Top of Available data

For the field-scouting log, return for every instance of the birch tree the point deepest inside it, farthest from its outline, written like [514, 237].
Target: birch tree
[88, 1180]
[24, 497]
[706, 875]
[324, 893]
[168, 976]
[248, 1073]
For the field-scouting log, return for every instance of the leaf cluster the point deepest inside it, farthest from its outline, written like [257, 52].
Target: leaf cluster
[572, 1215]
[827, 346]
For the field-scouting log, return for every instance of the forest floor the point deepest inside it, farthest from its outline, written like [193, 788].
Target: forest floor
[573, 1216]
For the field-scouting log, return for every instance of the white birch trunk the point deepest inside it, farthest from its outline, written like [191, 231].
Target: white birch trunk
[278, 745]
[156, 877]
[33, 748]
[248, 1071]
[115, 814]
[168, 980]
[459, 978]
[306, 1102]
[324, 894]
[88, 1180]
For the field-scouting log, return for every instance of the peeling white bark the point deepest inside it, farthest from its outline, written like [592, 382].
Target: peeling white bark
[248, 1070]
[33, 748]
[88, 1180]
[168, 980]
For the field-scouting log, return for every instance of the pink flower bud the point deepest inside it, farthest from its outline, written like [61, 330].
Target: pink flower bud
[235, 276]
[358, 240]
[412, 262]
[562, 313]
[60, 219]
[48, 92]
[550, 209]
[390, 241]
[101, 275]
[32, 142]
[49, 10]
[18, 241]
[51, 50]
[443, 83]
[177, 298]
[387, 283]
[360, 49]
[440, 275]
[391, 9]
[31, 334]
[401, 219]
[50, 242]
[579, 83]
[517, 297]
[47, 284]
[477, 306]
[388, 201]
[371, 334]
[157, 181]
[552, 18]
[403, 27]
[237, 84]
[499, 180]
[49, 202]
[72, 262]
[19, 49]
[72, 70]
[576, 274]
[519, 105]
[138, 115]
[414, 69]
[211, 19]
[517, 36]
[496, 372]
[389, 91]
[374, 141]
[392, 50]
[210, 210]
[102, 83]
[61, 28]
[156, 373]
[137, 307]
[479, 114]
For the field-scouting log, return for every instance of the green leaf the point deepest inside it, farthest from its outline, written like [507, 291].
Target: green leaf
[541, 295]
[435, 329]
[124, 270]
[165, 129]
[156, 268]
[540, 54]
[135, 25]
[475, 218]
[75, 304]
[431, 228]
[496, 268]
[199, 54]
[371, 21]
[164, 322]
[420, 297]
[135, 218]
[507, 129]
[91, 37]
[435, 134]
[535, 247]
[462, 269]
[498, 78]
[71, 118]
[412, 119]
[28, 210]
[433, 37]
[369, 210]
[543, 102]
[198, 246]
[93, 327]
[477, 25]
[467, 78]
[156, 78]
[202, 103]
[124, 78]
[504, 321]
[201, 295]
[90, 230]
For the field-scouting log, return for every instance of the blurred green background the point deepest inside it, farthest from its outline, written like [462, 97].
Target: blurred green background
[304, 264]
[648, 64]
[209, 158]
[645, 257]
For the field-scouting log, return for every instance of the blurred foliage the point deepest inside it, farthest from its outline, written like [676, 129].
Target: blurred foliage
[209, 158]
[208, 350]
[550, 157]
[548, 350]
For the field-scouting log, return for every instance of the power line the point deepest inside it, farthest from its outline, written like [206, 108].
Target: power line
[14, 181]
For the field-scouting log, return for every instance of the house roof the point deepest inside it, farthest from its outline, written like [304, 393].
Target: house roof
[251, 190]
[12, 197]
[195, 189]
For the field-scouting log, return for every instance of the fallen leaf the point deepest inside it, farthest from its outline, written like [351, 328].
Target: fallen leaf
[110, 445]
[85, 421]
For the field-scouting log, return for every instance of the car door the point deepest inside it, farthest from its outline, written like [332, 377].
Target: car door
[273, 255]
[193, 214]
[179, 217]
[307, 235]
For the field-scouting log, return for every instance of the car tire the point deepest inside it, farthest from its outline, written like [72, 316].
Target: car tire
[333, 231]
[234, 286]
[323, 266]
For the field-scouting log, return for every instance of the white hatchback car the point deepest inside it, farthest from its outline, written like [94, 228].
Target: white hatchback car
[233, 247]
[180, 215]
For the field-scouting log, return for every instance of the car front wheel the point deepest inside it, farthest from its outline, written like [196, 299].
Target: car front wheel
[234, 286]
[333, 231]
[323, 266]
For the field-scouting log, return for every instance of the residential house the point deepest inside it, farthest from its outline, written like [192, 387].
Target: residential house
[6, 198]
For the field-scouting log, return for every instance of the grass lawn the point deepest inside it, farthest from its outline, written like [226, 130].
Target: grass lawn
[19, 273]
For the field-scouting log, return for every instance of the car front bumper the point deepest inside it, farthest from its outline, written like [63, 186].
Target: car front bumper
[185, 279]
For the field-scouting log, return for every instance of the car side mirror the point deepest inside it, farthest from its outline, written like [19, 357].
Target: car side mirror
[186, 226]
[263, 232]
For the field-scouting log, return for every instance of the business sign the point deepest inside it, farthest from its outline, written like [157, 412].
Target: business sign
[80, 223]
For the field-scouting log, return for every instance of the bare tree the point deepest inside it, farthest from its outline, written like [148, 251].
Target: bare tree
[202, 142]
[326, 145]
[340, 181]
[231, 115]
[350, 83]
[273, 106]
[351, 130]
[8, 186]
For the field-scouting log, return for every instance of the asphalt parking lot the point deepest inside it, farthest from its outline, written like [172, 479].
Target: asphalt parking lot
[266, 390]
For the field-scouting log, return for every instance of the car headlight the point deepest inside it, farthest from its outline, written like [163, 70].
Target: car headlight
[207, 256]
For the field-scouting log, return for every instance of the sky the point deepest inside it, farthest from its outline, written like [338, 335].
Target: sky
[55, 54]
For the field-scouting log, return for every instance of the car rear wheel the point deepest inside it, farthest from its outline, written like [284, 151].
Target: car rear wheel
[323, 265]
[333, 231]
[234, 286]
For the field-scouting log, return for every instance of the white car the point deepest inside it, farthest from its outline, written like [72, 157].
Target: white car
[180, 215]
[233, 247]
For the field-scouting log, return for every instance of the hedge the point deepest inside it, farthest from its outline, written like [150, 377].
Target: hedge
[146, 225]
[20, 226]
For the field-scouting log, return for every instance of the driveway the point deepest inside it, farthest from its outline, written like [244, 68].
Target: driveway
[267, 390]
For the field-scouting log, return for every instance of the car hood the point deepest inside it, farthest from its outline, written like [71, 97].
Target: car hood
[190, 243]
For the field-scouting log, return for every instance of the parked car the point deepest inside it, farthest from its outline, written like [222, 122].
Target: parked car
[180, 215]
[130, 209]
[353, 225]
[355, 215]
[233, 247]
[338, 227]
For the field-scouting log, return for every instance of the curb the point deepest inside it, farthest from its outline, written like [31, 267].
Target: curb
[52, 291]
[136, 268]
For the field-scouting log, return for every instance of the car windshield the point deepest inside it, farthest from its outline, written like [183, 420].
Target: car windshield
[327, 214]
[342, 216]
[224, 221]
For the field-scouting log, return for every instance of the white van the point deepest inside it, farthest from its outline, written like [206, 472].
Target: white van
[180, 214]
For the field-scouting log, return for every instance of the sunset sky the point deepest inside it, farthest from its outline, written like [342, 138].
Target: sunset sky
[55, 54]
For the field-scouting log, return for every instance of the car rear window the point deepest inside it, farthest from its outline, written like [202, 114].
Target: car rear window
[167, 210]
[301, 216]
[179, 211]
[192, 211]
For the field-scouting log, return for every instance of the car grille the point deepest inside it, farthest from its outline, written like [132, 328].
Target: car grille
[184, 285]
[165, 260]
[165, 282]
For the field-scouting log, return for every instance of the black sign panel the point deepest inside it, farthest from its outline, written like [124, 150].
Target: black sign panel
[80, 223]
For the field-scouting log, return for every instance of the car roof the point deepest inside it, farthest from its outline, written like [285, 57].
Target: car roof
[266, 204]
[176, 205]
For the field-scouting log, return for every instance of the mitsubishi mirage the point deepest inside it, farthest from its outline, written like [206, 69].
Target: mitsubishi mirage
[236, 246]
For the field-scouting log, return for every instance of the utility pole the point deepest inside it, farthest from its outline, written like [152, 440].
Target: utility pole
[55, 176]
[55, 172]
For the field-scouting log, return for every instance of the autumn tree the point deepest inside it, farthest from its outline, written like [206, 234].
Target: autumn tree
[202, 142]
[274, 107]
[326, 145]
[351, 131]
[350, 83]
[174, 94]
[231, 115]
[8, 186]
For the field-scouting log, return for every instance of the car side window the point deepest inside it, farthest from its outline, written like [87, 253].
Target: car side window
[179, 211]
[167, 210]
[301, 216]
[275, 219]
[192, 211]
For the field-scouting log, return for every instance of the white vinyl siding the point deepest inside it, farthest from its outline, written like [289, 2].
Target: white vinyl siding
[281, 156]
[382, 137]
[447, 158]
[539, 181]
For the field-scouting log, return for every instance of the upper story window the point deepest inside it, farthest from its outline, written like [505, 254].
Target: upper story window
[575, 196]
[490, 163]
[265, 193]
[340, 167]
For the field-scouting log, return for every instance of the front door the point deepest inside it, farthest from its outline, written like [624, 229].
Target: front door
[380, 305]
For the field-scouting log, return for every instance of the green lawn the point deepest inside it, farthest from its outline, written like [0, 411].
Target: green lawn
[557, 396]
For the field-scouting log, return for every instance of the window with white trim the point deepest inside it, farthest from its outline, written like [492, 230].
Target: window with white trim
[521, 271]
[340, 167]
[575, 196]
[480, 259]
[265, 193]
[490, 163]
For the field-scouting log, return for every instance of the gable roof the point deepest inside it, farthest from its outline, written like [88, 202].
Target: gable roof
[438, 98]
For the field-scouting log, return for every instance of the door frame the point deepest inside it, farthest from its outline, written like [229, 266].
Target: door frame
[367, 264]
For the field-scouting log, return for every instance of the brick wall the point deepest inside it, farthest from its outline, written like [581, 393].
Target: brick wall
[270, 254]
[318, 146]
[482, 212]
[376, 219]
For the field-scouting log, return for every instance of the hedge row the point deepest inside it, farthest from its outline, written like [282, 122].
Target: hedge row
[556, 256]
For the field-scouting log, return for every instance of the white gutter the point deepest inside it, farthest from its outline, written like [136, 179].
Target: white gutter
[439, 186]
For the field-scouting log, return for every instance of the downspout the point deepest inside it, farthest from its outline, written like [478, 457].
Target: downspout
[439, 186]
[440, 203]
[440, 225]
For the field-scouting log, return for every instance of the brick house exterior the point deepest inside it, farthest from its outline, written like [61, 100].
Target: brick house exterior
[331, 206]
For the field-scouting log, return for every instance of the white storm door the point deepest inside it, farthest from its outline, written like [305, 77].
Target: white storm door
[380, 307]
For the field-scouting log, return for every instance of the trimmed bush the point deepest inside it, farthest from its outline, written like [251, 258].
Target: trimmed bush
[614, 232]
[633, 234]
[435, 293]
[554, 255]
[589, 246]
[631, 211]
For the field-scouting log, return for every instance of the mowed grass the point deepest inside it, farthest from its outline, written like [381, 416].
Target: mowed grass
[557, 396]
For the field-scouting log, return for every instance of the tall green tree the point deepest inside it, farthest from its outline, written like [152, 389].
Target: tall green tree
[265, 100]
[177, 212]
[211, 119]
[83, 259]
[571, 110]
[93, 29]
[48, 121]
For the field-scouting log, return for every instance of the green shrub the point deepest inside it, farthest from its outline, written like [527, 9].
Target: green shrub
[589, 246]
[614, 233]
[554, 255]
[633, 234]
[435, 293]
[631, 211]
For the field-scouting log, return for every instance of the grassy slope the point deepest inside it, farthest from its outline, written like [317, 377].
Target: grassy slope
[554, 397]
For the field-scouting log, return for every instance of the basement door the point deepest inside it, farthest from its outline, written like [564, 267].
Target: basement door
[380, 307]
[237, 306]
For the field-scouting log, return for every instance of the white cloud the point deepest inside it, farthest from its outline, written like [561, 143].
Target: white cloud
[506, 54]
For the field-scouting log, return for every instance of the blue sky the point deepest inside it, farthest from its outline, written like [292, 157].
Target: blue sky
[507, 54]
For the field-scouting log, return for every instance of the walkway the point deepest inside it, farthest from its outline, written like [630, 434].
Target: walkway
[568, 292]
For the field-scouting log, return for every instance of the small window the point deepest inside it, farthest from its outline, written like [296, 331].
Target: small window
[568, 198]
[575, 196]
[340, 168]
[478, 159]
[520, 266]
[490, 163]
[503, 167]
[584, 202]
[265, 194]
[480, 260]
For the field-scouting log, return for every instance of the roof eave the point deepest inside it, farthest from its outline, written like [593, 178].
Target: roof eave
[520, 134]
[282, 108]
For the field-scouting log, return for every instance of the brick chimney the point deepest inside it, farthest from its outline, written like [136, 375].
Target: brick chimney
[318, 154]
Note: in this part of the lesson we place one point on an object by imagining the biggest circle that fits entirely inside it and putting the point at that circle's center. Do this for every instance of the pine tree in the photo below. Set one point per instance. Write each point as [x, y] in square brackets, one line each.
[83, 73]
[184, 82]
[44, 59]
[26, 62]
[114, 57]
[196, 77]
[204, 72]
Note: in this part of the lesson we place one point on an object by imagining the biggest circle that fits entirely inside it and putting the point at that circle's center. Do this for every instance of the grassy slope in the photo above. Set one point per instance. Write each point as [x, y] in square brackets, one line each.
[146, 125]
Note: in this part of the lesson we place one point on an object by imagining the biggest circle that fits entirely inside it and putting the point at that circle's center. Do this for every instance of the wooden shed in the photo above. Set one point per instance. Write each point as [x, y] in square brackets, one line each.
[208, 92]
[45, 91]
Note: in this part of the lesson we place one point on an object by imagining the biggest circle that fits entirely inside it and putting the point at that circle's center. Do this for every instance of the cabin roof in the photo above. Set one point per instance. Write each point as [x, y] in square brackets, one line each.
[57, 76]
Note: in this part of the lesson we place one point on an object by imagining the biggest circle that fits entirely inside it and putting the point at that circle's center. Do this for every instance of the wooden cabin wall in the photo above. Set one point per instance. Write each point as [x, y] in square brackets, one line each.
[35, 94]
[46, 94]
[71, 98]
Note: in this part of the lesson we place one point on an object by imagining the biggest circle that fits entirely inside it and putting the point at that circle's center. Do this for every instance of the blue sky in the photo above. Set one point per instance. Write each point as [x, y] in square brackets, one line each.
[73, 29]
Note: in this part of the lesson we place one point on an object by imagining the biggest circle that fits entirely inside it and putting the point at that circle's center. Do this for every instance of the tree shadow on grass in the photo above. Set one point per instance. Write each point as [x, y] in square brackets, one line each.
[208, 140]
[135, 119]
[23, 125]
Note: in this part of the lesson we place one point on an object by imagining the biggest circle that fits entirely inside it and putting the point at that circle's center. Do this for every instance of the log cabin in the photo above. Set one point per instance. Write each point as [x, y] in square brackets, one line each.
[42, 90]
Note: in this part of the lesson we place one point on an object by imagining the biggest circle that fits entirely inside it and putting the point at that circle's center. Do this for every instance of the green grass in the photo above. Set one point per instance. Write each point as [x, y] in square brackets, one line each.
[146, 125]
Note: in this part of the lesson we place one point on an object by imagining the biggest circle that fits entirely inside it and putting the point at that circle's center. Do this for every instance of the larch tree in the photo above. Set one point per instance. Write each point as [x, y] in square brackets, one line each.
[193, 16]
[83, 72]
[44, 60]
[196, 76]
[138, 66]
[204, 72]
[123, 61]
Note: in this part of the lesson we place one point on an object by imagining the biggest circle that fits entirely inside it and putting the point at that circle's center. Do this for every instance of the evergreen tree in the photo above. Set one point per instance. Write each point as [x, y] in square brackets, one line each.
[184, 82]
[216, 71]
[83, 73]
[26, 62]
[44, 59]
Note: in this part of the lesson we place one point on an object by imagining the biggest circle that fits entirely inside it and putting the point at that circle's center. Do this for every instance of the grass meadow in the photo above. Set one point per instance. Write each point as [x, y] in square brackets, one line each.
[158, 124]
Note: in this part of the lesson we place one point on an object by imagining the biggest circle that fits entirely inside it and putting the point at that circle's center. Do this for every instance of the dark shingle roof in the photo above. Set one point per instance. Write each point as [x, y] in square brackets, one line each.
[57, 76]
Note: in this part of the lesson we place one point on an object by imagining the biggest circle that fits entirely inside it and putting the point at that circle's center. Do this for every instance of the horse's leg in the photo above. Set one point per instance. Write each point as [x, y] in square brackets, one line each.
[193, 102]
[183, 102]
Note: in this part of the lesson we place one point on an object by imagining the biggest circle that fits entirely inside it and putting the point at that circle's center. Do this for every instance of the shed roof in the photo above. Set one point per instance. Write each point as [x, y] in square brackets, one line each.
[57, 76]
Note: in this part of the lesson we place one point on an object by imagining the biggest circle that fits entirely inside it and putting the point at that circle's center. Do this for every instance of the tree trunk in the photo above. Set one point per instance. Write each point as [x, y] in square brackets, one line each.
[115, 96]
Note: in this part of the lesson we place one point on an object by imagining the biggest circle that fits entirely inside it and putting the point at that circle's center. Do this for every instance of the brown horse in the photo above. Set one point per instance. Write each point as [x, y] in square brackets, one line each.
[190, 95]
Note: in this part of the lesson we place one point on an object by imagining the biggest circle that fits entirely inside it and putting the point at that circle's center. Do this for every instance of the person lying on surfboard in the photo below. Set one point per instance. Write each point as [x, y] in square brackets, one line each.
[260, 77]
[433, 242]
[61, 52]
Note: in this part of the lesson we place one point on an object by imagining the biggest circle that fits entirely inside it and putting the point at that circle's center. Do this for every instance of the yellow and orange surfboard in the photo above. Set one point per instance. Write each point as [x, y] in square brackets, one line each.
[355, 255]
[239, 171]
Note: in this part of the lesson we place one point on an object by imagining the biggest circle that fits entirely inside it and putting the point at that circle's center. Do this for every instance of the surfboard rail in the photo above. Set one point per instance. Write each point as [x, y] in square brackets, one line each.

Bottom of Available data

(What this task involves) Everything above from the line containing "Target: car roof" down to the line containing "like [289, 2]." is to be transcribed exactly, with both of those lines included and nothing else added.

(Exercise output)
Target: car roof
[266, 204]
[176, 205]
For the field-scouting log, return for every instance of the mitsubishi mirage the point deepest inside it, farthest from its outline, written like [206, 69].
Target: mitsubishi mirage
[236, 246]
For the field-scouting log, return for every instance of the utility pole the point deepest inside it, farthest from its outline, written like [152, 440].
Target: utility pole
[55, 176]
[55, 172]
For the field-scouting log, return for every instance of the autumn tree the point deepest inside it, farthest from its outline, written like [206, 234].
Target: autumn tree
[202, 142]
[274, 107]
[326, 145]
[351, 131]
[350, 83]
[174, 94]
[231, 115]
[8, 186]
For the field-scouting log, return for every instance of the car side window the point deepest inside it, farthest from its outline, written like [87, 253].
Target: car side window
[179, 211]
[167, 210]
[301, 216]
[275, 219]
[192, 211]
For the field-scouting log, return for every instance of the white vinyl siding the point deepest inside it, farthest from its outline, written like [289, 2].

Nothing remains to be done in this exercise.